-- Aim of the exercise --
Repeat the stretch of items from the line containing "Where can the white background" through the line containing "x=413, y=34", both lines included, with no changes.
%%
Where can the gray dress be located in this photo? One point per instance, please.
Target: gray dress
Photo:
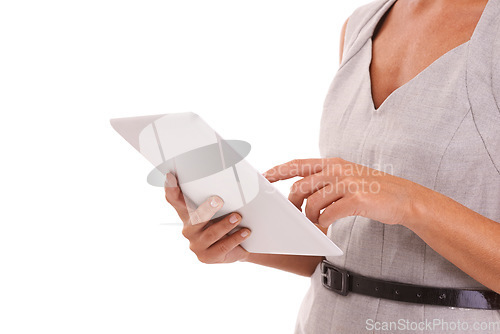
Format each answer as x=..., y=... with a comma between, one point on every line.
x=441, y=130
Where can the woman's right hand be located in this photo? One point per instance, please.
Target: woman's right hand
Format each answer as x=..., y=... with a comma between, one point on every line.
x=208, y=238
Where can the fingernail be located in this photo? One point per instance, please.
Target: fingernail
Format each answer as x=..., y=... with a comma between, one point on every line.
x=215, y=202
x=170, y=180
x=233, y=219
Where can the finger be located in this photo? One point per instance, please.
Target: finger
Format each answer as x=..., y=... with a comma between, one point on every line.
x=344, y=207
x=305, y=187
x=321, y=199
x=216, y=231
x=298, y=167
x=174, y=196
x=222, y=247
x=204, y=213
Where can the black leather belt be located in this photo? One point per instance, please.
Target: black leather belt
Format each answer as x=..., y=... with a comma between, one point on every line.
x=342, y=282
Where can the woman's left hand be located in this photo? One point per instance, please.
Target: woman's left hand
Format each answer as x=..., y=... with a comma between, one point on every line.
x=344, y=189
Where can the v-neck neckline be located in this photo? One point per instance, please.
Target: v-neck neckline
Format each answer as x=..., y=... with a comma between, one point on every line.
x=419, y=74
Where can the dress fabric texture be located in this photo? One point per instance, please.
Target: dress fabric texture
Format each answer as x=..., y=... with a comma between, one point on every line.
x=441, y=130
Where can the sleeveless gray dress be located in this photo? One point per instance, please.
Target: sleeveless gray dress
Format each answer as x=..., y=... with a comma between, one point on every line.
x=441, y=130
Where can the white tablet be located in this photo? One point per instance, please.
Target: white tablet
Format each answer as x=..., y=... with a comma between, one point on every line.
x=206, y=165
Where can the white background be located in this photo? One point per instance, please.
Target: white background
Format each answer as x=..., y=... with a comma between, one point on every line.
x=86, y=245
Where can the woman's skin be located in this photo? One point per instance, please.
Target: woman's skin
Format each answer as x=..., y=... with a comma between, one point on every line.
x=413, y=34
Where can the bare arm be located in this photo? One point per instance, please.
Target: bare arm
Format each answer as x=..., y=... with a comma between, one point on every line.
x=464, y=237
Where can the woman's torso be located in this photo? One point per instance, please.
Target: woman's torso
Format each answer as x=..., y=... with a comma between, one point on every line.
x=440, y=129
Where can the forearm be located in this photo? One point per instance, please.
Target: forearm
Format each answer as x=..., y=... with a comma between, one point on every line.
x=297, y=264
x=464, y=237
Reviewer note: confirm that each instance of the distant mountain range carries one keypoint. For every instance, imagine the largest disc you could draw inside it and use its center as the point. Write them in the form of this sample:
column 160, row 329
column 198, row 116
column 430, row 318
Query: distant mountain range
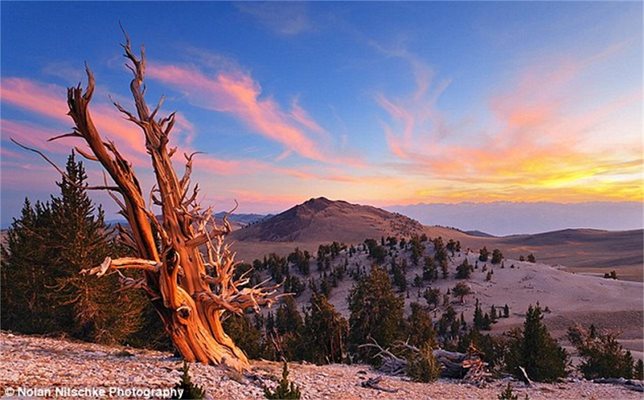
column 324, row 220
column 236, row 220
column 321, row 220
column 507, row 218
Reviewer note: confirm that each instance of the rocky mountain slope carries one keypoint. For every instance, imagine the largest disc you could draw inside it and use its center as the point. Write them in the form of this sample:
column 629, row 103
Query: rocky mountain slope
column 325, row 220
column 47, row 364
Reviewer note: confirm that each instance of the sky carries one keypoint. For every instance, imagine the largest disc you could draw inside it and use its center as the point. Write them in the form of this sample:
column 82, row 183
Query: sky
column 384, row 103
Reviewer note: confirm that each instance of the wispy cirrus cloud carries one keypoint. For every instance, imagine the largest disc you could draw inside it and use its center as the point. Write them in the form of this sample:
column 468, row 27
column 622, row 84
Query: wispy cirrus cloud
column 48, row 101
column 538, row 142
column 238, row 94
column 286, row 19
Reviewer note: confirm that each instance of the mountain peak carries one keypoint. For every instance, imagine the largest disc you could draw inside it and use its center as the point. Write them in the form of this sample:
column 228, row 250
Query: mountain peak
column 323, row 220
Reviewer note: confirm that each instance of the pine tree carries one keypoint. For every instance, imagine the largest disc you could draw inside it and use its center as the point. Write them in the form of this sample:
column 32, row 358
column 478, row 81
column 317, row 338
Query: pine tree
column 26, row 279
column 46, row 250
column 534, row 349
column 190, row 390
column 420, row 328
column 484, row 253
column 497, row 256
column 464, row 270
column 285, row 389
column 245, row 334
column 324, row 336
column 603, row 356
column 81, row 240
column 461, row 290
column 376, row 312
%%
-- Answer to the problem --
Where can the white background be located in this photo? One point per instance, please.
Target: white background
Format each answer as x=..., y=... with a comma between, one point on every line.
x=86, y=245
Where can the woman's skin be located in this photo? One point per instance, please.
Target: woman's skin
Format each answer as x=..., y=... with a comma between, one point on every line.
x=413, y=34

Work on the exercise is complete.